◆ **What you have to do**:
Please give the listing again in its entirety, exactly as written.
====
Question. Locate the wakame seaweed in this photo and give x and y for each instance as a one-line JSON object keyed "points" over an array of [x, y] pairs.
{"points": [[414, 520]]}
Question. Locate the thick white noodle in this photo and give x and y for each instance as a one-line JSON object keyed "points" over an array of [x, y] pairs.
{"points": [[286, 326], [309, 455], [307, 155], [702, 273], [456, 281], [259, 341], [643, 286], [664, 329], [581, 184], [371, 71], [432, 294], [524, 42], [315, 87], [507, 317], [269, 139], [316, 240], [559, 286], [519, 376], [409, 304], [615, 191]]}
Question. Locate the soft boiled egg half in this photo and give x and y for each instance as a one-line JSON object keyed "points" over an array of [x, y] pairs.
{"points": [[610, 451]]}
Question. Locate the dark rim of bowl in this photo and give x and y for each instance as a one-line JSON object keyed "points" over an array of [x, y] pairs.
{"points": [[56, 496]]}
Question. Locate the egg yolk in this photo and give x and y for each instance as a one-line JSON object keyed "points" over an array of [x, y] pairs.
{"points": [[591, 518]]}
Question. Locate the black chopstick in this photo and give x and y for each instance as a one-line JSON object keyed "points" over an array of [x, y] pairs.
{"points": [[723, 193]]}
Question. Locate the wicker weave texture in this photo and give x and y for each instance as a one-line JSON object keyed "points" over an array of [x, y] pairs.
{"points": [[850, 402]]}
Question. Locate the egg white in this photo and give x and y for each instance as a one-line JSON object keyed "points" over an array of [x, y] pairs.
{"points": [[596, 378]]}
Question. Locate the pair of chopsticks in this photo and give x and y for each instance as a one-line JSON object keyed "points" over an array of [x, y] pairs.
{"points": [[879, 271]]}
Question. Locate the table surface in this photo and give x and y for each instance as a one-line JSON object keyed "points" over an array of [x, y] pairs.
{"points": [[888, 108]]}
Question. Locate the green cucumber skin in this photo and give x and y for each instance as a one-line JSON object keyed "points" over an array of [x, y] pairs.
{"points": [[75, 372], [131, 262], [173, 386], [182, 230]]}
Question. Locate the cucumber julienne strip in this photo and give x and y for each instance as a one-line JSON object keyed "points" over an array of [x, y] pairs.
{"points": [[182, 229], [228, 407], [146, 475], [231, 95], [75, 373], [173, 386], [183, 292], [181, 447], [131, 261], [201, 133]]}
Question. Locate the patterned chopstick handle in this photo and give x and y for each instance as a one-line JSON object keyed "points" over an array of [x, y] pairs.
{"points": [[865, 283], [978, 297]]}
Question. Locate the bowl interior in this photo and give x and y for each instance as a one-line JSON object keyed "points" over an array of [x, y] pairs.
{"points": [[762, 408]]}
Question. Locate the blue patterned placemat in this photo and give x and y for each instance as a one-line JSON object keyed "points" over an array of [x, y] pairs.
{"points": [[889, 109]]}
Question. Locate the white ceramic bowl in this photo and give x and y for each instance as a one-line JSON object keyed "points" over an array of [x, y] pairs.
====
◆ **Full response**:
Question. Locate the wakame seaweed in this photo and give x and y for each instance as a one-line JSON object keyed "points" over an array of [x, y] pairs.
{"points": [[414, 520]]}
Question. Locate the thick white noodle in this photo and give x and y for each instance as a one-line JSON object keyed "points" over an array of [x, y] pairs.
{"points": [[286, 326], [309, 455], [307, 155], [702, 273], [456, 281], [259, 341], [643, 286], [664, 329], [581, 184], [371, 71], [432, 294], [524, 42], [315, 87], [507, 317], [269, 139], [316, 240], [559, 286], [519, 376], [409, 304], [615, 191]]}
Question. Locate the soft boiled egg half in this photo and give x and y for each instance as a one-line JSON object keyed "points" over an array of [x, y] pairs.
{"points": [[610, 451]]}
Question. Locate the dark rim of bowl in this photo and give x and y for each instance as a one-line JSON object keyed "points" over an array of [x, y] pairs.
{"points": [[56, 496]]}
Question. Locate the egg yolk in this photo and give x and y for each instance as a one-line JSON object keyed "points" over an array of [x, y] pairs.
{"points": [[591, 518]]}
Question. Locate the black chopstick in this photo and give x and y for each instance as a one-line JSON object keyed "points" over an array of [x, y] pairs.
{"points": [[723, 193]]}
Question. Locate the wicker weave texture in this photo and give x and y for each instance as a one-line JSON object keyed "points" over an array of [x, y] pairs.
{"points": [[850, 402]]}
Question. Locate the egg white in this photo and give x and y for each instance as a one-line JSON object keyed "points" over an array of [x, y] pairs.
{"points": [[596, 378]]}
Question. Locate the pair of chopsticks in this photo and give x and y for each instance as a one-line JSON object keyed "points" over an array of [x, y] pairs.
{"points": [[879, 271]]}
Question. Locate the table surface in this photo and give x and y for each instance as a one-line JSON object keyed "points" over an array of [x, y] pairs.
{"points": [[888, 108]]}
Question. Locate the green cucumber skin in this photo and give x and y for each instance as a one-line JSON object keyed "points" over an array of [x, y] pairs.
{"points": [[75, 372], [131, 262], [173, 386], [182, 230]]}
Question. Locate the cucumber julienne strip in this photo and give x and y for each instance as a one-line JSON object keyed "points" over an array of [x, y] pairs.
{"points": [[182, 229], [228, 407], [146, 475], [231, 95], [75, 373], [173, 386], [183, 292], [181, 447], [131, 261], [201, 133]]}
Question. Locate the patterned chopstick handle in this photo and give x and y for each instance as a one-line JSON object keyed "points" over an array of [x, y] pairs.
{"points": [[865, 283], [978, 297]]}
Question. Locate the bowl interior in this photo and give x and y for each instance as a one-line JSON object keyed "points" over an array of [x, y] pairs.
{"points": [[762, 408]]}
Question. Locate the blue patterned placemat in this photo and give x and y for each instance as a one-line JSON object keyed "points" over an array of [x, y] pairs.
{"points": [[889, 109]]}
Question. Locate the white ceramic bowl in this photo and give x and y for each instance as a one-line JSON object keyed "points" over an array of [x, y] pairs.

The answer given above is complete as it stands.